取り組む課題:
A. チョクリ釣りの解説文のうち、「釣り方の中でサビキ釣りの一種」で始まり「動きを表現している「ちょくる」が、「チョクリ」に変化したようです。」で終わる部分を、一字一句変えずに再掲してください。
B. チョクリ釣りの解説文をもとに、次の問いに答えてください。
(i) 播磨灘の青物の釣りでは、どのくらいの大きさのブリが狙えるとされていますか。
(ii) チョクリ釣りは、どの地域の周辺が発祥とされていますか。
(iii) 関西では、からかうことを何という言葉で表しますか。

提供文:
%%

瀬戸内海の播磨灘でいよいよ青物の本シーズンになります。釣り方は、ルアーからアジののませ(泳がせ)釣りまで様々ですが、1mを超えるブリが狙える釣りで、この時期はワクワクする楽しみです。

釣り方の中でサビキ釣りの一種に「チョクリ仕掛け」を使用したチョクリ釣りがあります。

和歌山の紀淡海峡周辺が発祥でビニール片を付けて釣り始めた、いずれにしてもタイの釣り方として始まったのが原点で、もともとサバ皮のサビキ仕掛けがあった瀬戸内海各地に広まったとされる説が有力です。

名前の由来

この面白い名前は、関西でからかうことを「おちょくる」という言葉がありますが、広辞苑では「ちょくる」たわむれれに触れたり、突いたりすることなどの意味があります。

動きを表現している「ちょくる」が、「チョクリ」に変化したようです。

確かに魚をビニール片でからかって釣るようなしぐさであるので、こんな名前になったようです。

仕掛けの概要

紀淡海峡から鳴門周辺のタイ釣りでは、定番の仕掛けで、スーパー袋やビニールひもを切ったビニール片を胴付き仕掛けにチョン掛けする釣り方も多くされています。

%%

セグメンテーション用データ:

%%

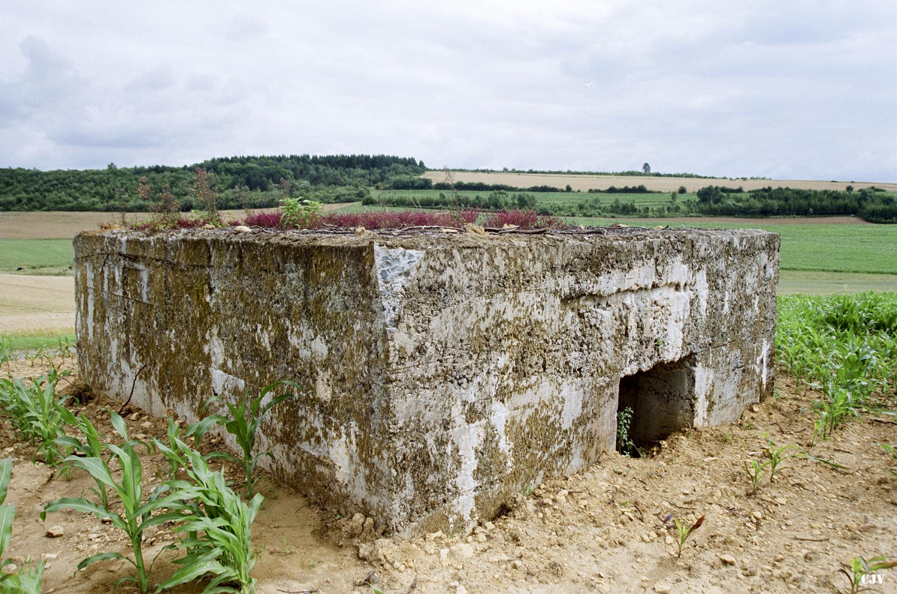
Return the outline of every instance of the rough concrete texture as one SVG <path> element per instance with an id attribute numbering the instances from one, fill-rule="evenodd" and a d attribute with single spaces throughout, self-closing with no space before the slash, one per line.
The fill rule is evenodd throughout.
<path id="1" fill-rule="evenodd" d="M 772 390 L 779 236 L 82 233 L 81 376 L 196 419 L 280 379 L 272 471 L 389 530 L 466 529 L 631 434 Z M 618 400 L 623 399 L 623 402 Z"/>

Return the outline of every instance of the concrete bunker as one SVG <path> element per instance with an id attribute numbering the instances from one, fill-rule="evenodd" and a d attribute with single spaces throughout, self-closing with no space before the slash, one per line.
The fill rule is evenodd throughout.
<path id="1" fill-rule="evenodd" d="M 95 392 L 194 420 L 297 379 L 260 427 L 269 469 L 398 533 L 470 529 L 598 460 L 621 398 L 650 438 L 772 390 L 765 231 L 115 229 L 74 250 Z"/>

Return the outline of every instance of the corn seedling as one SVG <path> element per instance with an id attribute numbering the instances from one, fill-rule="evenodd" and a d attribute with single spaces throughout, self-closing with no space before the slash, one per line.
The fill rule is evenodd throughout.
<path id="1" fill-rule="evenodd" d="M 64 406 L 69 398 L 57 399 L 56 386 L 68 372 L 51 369 L 26 383 L 22 378 L 0 380 L 0 403 L 22 438 L 36 446 L 49 465 L 65 457 L 56 440 L 65 435 Z"/>
<path id="2" fill-rule="evenodd" d="M 15 520 L 15 506 L 4 503 L 9 481 L 13 476 L 13 459 L 0 461 L 0 564 L 4 567 L 12 563 L 11 559 L 4 557 L 6 547 L 9 547 L 13 536 L 13 521 Z M 45 561 L 39 561 L 36 565 L 19 568 L 15 573 L 0 572 L 0 592 L 13 594 L 40 594 L 40 581 L 43 579 Z"/>
<path id="3" fill-rule="evenodd" d="M 779 447 L 776 447 L 776 443 L 772 441 L 772 439 L 769 436 L 769 435 L 764 433 L 762 434 L 762 435 L 764 438 L 766 438 L 766 443 L 769 446 L 766 450 L 766 457 L 769 459 L 768 463 L 770 465 L 770 482 L 771 483 L 776 478 L 776 472 L 779 469 L 779 466 L 781 465 L 784 461 L 790 460 L 791 458 L 794 458 L 799 452 L 795 452 L 795 453 L 785 455 L 787 452 L 789 452 L 791 450 L 797 450 L 797 446 L 782 445 Z"/>
<path id="4" fill-rule="evenodd" d="M 209 469 L 202 454 L 179 439 L 174 443 L 188 461 L 189 480 L 169 483 L 174 492 L 171 498 L 183 502 L 188 512 L 180 516 L 182 523 L 175 528 L 187 533 L 178 545 L 186 549 L 186 555 L 174 561 L 180 567 L 160 590 L 211 577 L 204 594 L 252 594 L 256 579 L 249 572 L 257 558 L 252 547 L 252 522 L 262 504 L 261 494 L 244 503 L 227 486 L 221 471 Z"/>
<path id="5" fill-rule="evenodd" d="M 813 409 L 816 413 L 814 424 L 814 435 L 822 439 L 828 439 L 849 416 L 859 417 L 852 400 L 849 391 L 838 389 L 833 391 L 828 400 L 814 402 Z"/>
<path id="6" fill-rule="evenodd" d="M 152 446 L 162 452 L 168 461 L 169 468 L 163 472 L 167 475 L 168 480 L 174 480 L 178 478 L 178 473 L 187 468 L 187 458 L 184 456 L 184 449 L 181 447 L 183 440 L 188 437 L 193 438 L 193 447 L 198 447 L 200 440 L 209 429 L 216 424 L 226 422 L 223 417 L 211 415 L 197 423 L 191 423 L 187 426 L 183 437 L 180 435 L 180 425 L 169 419 L 168 443 L 155 437 L 152 438 Z M 217 454 L 216 454 L 217 455 Z"/>
<path id="7" fill-rule="evenodd" d="M 760 484 L 760 479 L 763 477 L 764 469 L 769 464 L 770 461 L 766 461 L 762 464 L 755 460 L 752 460 L 750 463 L 745 462 L 745 470 L 747 472 L 747 478 L 751 480 L 751 495 L 754 495 L 757 492 L 757 485 Z"/>
<path id="8" fill-rule="evenodd" d="M 267 395 L 274 388 L 281 385 L 291 386 L 297 390 L 299 389 L 299 385 L 295 382 L 286 380 L 283 382 L 275 382 L 271 385 L 265 386 L 262 388 L 261 392 L 258 392 L 258 396 L 252 400 L 249 399 L 248 391 L 246 391 L 243 392 L 243 397 L 240 399 L 239 402 L 236 405 L 232 405 L 227 401 L 224 402 L 225 406 L 227 406 L 228 411 L 231 413 L 230 418 L 216 417 L 216 422 L 222 423 L 227 432 L 234 436 L 237 441 L 237 445 L 239 445 L 240 450 L 243 451 L 243 457 L 242 459 L 239 459 L 236 456 L 224 452 L 215 452 L 213 454 L 210 454 L 209 457 L 225 458 L 242 464 L 243 471 L 246 475 L 246 493 L 250 498 L 253 495 L 253 489 L 256 486 L 256 481 L 258 480 L 253 476 L 255 474 L 256 465 L 258 463 L 258 459 L 262 456 L 267 456 L 274 460 L 274 456 L 270 452 L 261 452 L 255 455 L 252 453 L 256 447 L 256 434 L 258 430 L 258 425 L 261 423 L 262 418 L 265 417 L 266 413 L 271 410 L 271 409 L 287 398 L 294 397 L 293 394 L 283 394 L 281 396 L 272 398 L 266 404 L 263 405 L 262 401 L 265 400 Z M 211 404 L 216 400 L 220 399 L 215 396 L 209 400 L 209 403 Z"/>
<path id="9" fill-rule="evenodd" d="M 78 428 L 81 434 L 84 435 L 84 441 L 82 442 L 77 437 L 63 435 L 56 438 L 55 441 L 57 445 L 61 448 L 65 448 L 69 452 L 76 452 L 78 455 L 82 457 L 102 458 L 103 436 L 97 431 L 96 427 L 93 426 L 93 423 L 91 422 L 91 419 L 89 419 L 83 413 L 75 417 L 71 410 L 65 408 L 61 408 L 59 412 L 66 425 L 71 425 L 72 426 Z M 62 473 L 67 472 L 72 468 L 71 462 L 67 461 L 67 460 L 64 463 L 65 466 L 63 469 Z M 109 507 L 109 492 L 106 489 L 106 483 L 100 480 L 96 477 L 91 476 L 91 478 L 97 484 L 97 488 L 90 488 L 88 490 L 97 495 L 100 499 L 100 505 L 103 507 Z"/>
<path id="10" fill-rule="evenodd" d="M 174 501 L 162 499 L 161 495 L 170 488 L 168 485 L 160 485 L 152 490 L 146 501 L 144 501 L 144 470 L 140 463 L 140 456 L 134 449 L 135 442 L 128 440 L 127 427 L 125 426 L 124 419 L 115 412 L 112 412 L 111 415 L 112 426 L 116 433 L 125 440 L 120 446 L 113 443 L 107 443 L 105 446 L 106 450 L 110 452 L 109 461 L 114 460 L 121 470 L 119 481 L 116 482 L 113 478 L 113 469 L 109 467 L 109 461 L 101 457 L 69 456 L 66 461 L 74 467 L 85 470 L 95 481 L 102 483 L 117 495 L 124 508 L 122 512 L 119 514 L 112 512 L 108 501 L 105 504 L 98 504 L 83 497 L 63 497 L 47 504 L 43 512 L 40 512 L 40 519 L 45 520 L 48 512 L 60 510 L 74 510 L 75 512 L 92 513 L 100 520 L 109 518 L 113 526 L 127 535 L 131 542 L 134 558 L 126 557 L 119 553 L 97 553 L 78 564 L 78 569 L 83 569 L 98 561 L 124 559 L 134 565 L 136 575 L 119 578 L 115 582 L 116 587 L 126 581 L 133 581 L 141 592 L 145 593 L 149 589 L 147 573 L 150 568 L 147 568 L 144 563 L 144 530 L 150 526 L 177 520 L 180 517 L 177 511 L 155 516 L 152 515 L 153 512 L 164 508 L 177 510 L 182 505 Z"/>
<path id="11" fill-rule="evenodd" d="M 688 537 L 692 536 L 692 532 L 694 532 L 696 529 L 701 528 L 701 524 L 704 523 L 704 516 L 701 516 L 693 524 L 691 525 L 689 525 L 687 521 L 680 520 L 678 517 L 673 518 L 673 523 L 675 525 L 676 529 L 675 542 L 677 548 L 675 555 L 676 557 L 681 557 L 682 547 L 685 546 L 685 541 L 688 539 Z M 665 521 L 664 525 L 666 524 L 666 522 Z"/>
<path id="12" fill-rule="evenodd" d="M 882 583 L 881 580 L 869 580 L 868 578 L 872 577 L 876 572 L 897 566 L 897 562 L 888 561 L 887 557 L 884 556 L 872 557 L 871 559 L 854 557 L 850 559 L 850 563 L 843 564 L 843 565 L 838 571 L 843 573 L 848 581 L 849 581 L 850 594 L 855 594 L 856 592 L 867 590 L 863 588 L 863 585 L 866 583 Z"/>

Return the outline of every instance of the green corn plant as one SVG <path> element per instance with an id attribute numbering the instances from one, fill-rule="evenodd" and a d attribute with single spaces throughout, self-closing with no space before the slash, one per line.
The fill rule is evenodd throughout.
<path id="1" fill-rule="evenodd" d="M 13 521 L 15 520 L 15 506 L 4 503 L 6 501 L 6 491 L 9 489 L 9 481 L 13 476 L 13 459 L 6 458 L 0 461 L 0 559 L 3 559 L 3 567 L 13 563 L 11 559 L 6 559 L 4 555 L 9 541 L 13 537 Z M 37 564 L 19 568 L 15 573 L 6 573 L 0 572 L 0 592 L 13 592 L 17 594 L 40 594 L 41 581 L 44 575 L 44 564 L 46 561 L 39 561 Z"/>
<path id="2" fill-rule="evenodd" d="M 203 435 L 208 433 L 209 429 L 216 424 L 223 424 L 226 421 L 227 419 L 219 415 L 211 415 L 196 423 L 191 423 L 187 426 L 183 438 L 186 439 L 187 437 L 192 437 L 193 447 L 196 448 L 198 447 Z M 178 473 L 187 468 L 187 459 L 184 456 L 184 450 L 180 447 L 180 443 L 183 443 L 181 440 L 180 430 L 180 425 L 175 423 L 170 418 L 168 426 L 168 443 L 162 443 L 161 440 L 156 437 L 152 438 L 152 446 L 161 452 L 168 461 L 169 468 L 164 470 L 168 480 L 174 480 L 178 478 Z"/>
<path id="3" fill-rule="evenodd" d="M 888 561 L 887 557 L 884 556 L 872 557 L 871 559 L 853 557 L 850 559 L 850 563 L 842 564 L 844 566 L 838 571 L 843 573 L 850 582 L 850 594 L 868 590 L 863 588 L 864 584 L 882 583 L 880 580 L 870 581 L 868 579 L 875 572 L 897 567 L 897 562 Z"/>
<path id="4" fill-rule="evenodd" d="M 678 517 L 673 518 L 673 522 L 675 525 L 676 530 L 676 557 L 682 557 L 682 547 L 685 546 L 685 541 L 688 539 L 688 537 L 692 536 L 692 533 L 701 528 L 701 525 L 704 523 L 704 516 L 701 516 L 693 524 L 691 525 L 689 525 L 689 523 L 685 521 L 680 520 Z"/>
<path id="5" fill-rule="evenodd" d="M 289 380 L 275 382 L 271 385 L 266 385 L 262 388 L 261 392 L 258 392 L 258 396 L 252 400 L 249 399 L 249 392 L 247 390 L 243 392 L 243 397 L 236 405 L 224 401 L 224 404 L 227 406 L 228 411 L 230 412 L 229 418 L 216 418 L 216 422 L 222 424 L 227 432 L 234 436 L 234 439 L 237 441 L 237 445 L 239 445 L 239 449 L 243 451 L 243 457 L 242 459 L 239 459 L 231 454 L 220 452 L 210 454 L 209 457 L 224 458 L 242 464 L 243 472 L 246 475 L 246 493 L 250 498 L 253 495 L 256 481 L 258 480 L 257 478 L 253 477 L 256 470 L 256 465 L 258 463 L 258 459 L 262 456 L 267 456 L 274 460 L 274 456 L 270 452 L 260 452 L 255 455 L 252 453 L 256 447 L 256 433 L 258 430 L 258 425 L 261 423 L 262 418 L 265 417 L 265 415 L 271 410 L 271 409 L 287 398 L 295 397 L 294 394 L 283 394 L 281 396 L 272 398 L 266 404 L 263 405 L 262 401 L 266 399 L 266 397 L 267 397 L 271 391 L 281 385 L 290 386 L 296 390 L 299 389 L 299 385 L 295 382 L 291 382 Z M 209 400 L 208 404 L 219 400 L 221 399 L 218 396 L 215 396 Z"/>
<path id="6" fill-rule="evenodd" d="M 172 498 L 184 503 L 176 531 L 187 533 L 172 547 L 184 547 L 185 556 L 176 559 L 179 568 L 160 590 L 174 588 L 199 578 L 211 578 L 203 594 L 239 592 L 252 594 L 256 579 L 250 575 L 257 553 L 252 547 L 252 522 L 263 497 L 256 494 L 248 504 L 227 486 L 221 471 L 213 471 L 196 450 L 175 440 L 188 461 L 189 480 L 173 480 Z"/>
<path id="7" fill-rule="evenodd" d="M 771 483 L 775 480 L 776 472 L 779 470 L 779 465 L 797 456 L 799 452 L 797 452 L 797 445 L 782 445 L 776 447 L 776 443 L 772 441 L 772 438 L 770 437 L 769 435 L 765 433 L 762 435 L 766 439 L 766 443 L 768 444 L 766 457 L 770 465 L 770 482 Z M 791 450 L 795 450 L 795 452 L 789 455 L 785 455 L 787 452 L 790 452 Z"/>
<path id="8" fill-rule="evenodd" d="M 73 437 L 71 435 L 63 435 L 56 438 L 55 441 L 57 445 L 60 448 L 67 449 L 69 452 L 76 452 L 82 457 L 102 458 L 103 435 L 97 431 L 95 426 L 93 426 L 93 423 L 91 422 L 91 419 L 89 419 L 83 413 L 75 417 L 71 410 L 65 409 L 65 407 L 61 408 L 59 413 L 62 416 L 63 421 L 65 421 L 66 425 L 76 427 L 81 432 L 81 434 L 84 436 L 84 441 L 82 442 L 77 437 Z M 66 459 L 66 461 L 64 461 L 63 470 L 60 473 L 61 475 L 69 472 L 72 469 L 72 464 L 68 461 L 68 460 L 69 459 Z M 100 499 L 100 505 L 103 507 L 109 507 L 109 492 L 106 489 L 106 483 L 100 480 L 96 477 L 91 476 L 91 478 L 93 478 L 93 481 L 97 484 L 97 488 L 90 488 L 88 490 L 97 495 Z"/>
<path id="9" fill-rule="evenodd" d="M 850 392 L 842 389 L 834 390 L 827 400 L 817 400 L 813 403 L 813 409 L 816 414 L 814 435 L 821 439 L 828 439 L 848 417 L 859 417 Z"/>
<path id="10" fill-rule="evenodd" d="M 755 460 L 752 460 L 750 464 L 745 462 L 745 470 L 747 472 L 747 478 L 751 480 L 751 495 L 756 494 L 757 485 L 760 484 L 760 479 L 763 477 L 763 471 L 769 464 L 770 461 L 766 461 L 762 464 Z"/>
<path id="11" fill-rule="evenodd" d="M 182 505 L 170 499 L 163 499 L 162 494 L 170 486 L 160 485 L 144 501 L 144 469 L 140 463 L 140 456 L 134 449 L 134 445 L 138 442 L 132 442 L 127 437 L 127 427 L 125 421 L 115 412 L 111 412 L 112 426 L 125 440 L 119 446 L 113 443 L 107 443 L 106 450 L 109 452 L 109 461 L 115 461 L 121 470 L 121 478 L 118 482 L 113 478 L 113 470 L 109 467 L 109 461 L 97 456 L 80 458 L 78 456 L 69 456 L 66 461 L 72 466 L 85 470 L 95 481 L 100 482 L 111 490 L 120 500 L 123 508 L 121 513 L 116 513 L 110 509 L 108 501 L 105 504 L 98 504 L 83 497 L 63 497 L 57 501 L 51 501 L 44 506 L 40 512 L 41 521 L 46 520 L 47 513 L 59 512 L 61 510 L 74 510 L 84 513 L 92 513 L 100 520 L 109 518 L 112 525 L 123 530 L 131 542 L 131 550 L 134 558 L 126 557 L 119 553 L 97 553 L 78 564 L 78 569 L 83 569 L 98 561 L 108 561 L 111 559 L 124 559 L 134 565 L 136 575 L 127 575 L 116 581 L 115 586 L 118 588 L 122 583 L 133 581 L 140 589 L 141 592 L 145 592 L 149 589 L 148 572 L 144 562 L 143 536 L 144 530 L 150 526 L 161 524 L 171 520 L 179 518 L 177 510 Z M 167 513 L 152 515 L 153 512 L 168 509 Z"/>
<path id="12" fill-rule="evenodd" d="M 65 435 L 63 418 L 65 404 L 69 397 L 57 399 L 57 383 L 68 372 L 51 369 L 44 375 L 26 383 L 22 378 L 0 381 L 0 402 L 19 434 L 36 446 L 35 460 L 42 454 L 44 461 L 56 465 L 65 456 L 65 449 L 56 443 Z"/>

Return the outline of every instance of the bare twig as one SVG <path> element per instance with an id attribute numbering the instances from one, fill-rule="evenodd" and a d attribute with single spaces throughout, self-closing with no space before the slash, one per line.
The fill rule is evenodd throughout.
<path id="1" fill-rule="evenodd" d="M 127 395 L 127 400 L 125 400 L 125 403 L 121 405 L 120 409 L 118 409 L 118 414 L 119 415 L 121 414 L 121 411 L 125 409 L 125 407 L 126 407 L 128 404 L 131 403 L 131 399 L 134 397 L 134 389 L 137 385 L 137 378 L 140 377 L 140 373 L 142 371 L 144 371 L 144 369 L 146 369 L 146 366 L 148 366 L 148 365 L 149 365 L 148 363 L 144 363 L 144 366 L 142 366 L 140 369 L 138 369 L 137 373 L 135 374 L 135 375 L 134 375 L 134 381 L 131 382 L 131 393 Z"/>

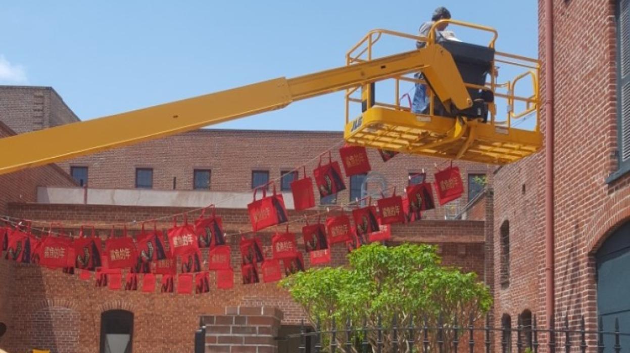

%%

解答:
A.
釣り方の中でサビキ釣りの一種に「チョクリ仕掛け」を使用したチョクリ釣りがあります。

和歌山の紀淡海峡周辺が発祥でビニール片を付けて釣り始めた、いずれにしてもタイの釣り方として始まったのが原点で、もともとサバ皮のサビキ仕掛けがあった瀬戸内海各地に広まったとされる説が有力です。

名前の由来

この面白い名前は、関西でからかうことを「おちょくる」という言葉がありますが、広辞苑では「ちょくる」たわむれれに触れたり、突いたりすることなどの意味があります。

動きを表現している「ちょくる」が、「チョクリ」に変化したようです。

B.
(i) 1mを超えるブリです。
(ii) 和歌山の紀淡海峡周辺です。
(iii) 「おちょくる」です。